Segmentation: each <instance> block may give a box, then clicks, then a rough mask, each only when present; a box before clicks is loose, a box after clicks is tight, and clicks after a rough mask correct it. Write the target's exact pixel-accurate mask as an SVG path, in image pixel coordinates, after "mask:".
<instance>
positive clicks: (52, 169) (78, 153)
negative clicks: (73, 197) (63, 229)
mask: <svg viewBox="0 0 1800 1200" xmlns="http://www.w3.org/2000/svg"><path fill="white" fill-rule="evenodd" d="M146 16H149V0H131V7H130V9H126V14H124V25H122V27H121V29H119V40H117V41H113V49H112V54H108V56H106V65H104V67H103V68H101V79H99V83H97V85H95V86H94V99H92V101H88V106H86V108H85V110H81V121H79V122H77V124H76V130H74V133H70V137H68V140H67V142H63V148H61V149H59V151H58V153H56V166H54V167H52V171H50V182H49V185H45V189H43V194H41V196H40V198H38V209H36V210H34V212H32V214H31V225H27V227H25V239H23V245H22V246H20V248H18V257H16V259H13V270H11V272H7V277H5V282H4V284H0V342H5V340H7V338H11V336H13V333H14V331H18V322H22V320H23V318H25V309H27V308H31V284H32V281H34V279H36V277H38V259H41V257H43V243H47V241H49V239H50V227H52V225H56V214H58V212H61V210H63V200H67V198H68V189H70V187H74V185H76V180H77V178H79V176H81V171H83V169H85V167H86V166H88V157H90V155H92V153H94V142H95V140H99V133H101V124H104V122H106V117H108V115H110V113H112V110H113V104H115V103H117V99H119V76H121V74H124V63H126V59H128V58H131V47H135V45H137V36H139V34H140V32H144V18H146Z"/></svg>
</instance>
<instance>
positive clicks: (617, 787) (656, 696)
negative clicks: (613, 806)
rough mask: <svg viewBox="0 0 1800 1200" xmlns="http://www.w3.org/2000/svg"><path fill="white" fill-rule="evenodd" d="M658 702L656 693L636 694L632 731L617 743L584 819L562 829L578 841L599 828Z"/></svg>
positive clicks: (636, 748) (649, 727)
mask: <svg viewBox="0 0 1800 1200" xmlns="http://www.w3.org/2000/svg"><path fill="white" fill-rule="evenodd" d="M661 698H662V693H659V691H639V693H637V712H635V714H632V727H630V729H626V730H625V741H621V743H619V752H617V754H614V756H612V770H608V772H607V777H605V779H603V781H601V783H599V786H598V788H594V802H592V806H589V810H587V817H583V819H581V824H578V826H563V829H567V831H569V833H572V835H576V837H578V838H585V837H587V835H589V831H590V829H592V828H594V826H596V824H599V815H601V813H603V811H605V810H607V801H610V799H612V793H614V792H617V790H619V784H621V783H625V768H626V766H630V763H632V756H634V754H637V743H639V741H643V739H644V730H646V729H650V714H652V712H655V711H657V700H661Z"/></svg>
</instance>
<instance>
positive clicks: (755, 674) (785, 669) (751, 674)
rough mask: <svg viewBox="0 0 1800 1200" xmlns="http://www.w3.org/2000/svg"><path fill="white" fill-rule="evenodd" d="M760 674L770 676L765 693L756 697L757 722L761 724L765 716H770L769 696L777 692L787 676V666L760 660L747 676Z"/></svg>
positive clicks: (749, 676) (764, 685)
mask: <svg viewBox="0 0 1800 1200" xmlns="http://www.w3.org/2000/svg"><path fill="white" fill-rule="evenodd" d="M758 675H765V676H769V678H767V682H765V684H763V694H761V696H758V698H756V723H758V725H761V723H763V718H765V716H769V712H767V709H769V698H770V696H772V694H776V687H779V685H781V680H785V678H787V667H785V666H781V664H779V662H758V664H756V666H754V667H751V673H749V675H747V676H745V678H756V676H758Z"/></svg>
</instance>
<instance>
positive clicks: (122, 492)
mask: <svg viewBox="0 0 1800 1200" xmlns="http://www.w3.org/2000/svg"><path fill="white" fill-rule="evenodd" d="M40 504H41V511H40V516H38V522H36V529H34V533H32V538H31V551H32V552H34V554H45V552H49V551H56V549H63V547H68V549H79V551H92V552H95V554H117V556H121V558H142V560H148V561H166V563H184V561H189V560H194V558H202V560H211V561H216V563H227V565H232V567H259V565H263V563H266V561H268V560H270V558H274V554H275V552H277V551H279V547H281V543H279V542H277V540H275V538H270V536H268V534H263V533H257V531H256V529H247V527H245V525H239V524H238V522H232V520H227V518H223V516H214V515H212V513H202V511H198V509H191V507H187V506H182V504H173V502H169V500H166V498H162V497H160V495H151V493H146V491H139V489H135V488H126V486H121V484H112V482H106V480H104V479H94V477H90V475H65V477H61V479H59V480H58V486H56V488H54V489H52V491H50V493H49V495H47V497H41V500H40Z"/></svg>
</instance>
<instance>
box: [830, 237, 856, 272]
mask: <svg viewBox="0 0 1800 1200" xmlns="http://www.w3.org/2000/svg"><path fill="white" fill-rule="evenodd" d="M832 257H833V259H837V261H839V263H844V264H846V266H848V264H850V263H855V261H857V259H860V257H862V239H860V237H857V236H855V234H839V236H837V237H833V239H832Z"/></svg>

· · ·

Return the lines from the start of the records up to and including the line containing "negative clicks: (73, 197) (63, 229)", reproducing them verbatim.

### ANSWER
Segmentation: each <instance> block may give a box, then clicks, then a rough mask, each only when present; a box before clicks is loose, a box after clicks is tight, and clicks after a rough mask correct it. Write the target's exact pixel-accurate mask as an SVG path, in image pixel coordinates, after "mask:".
<instance>
positive clicks: (52, 169) (78, 153)
negative clicks: (73, 197) (63, 229)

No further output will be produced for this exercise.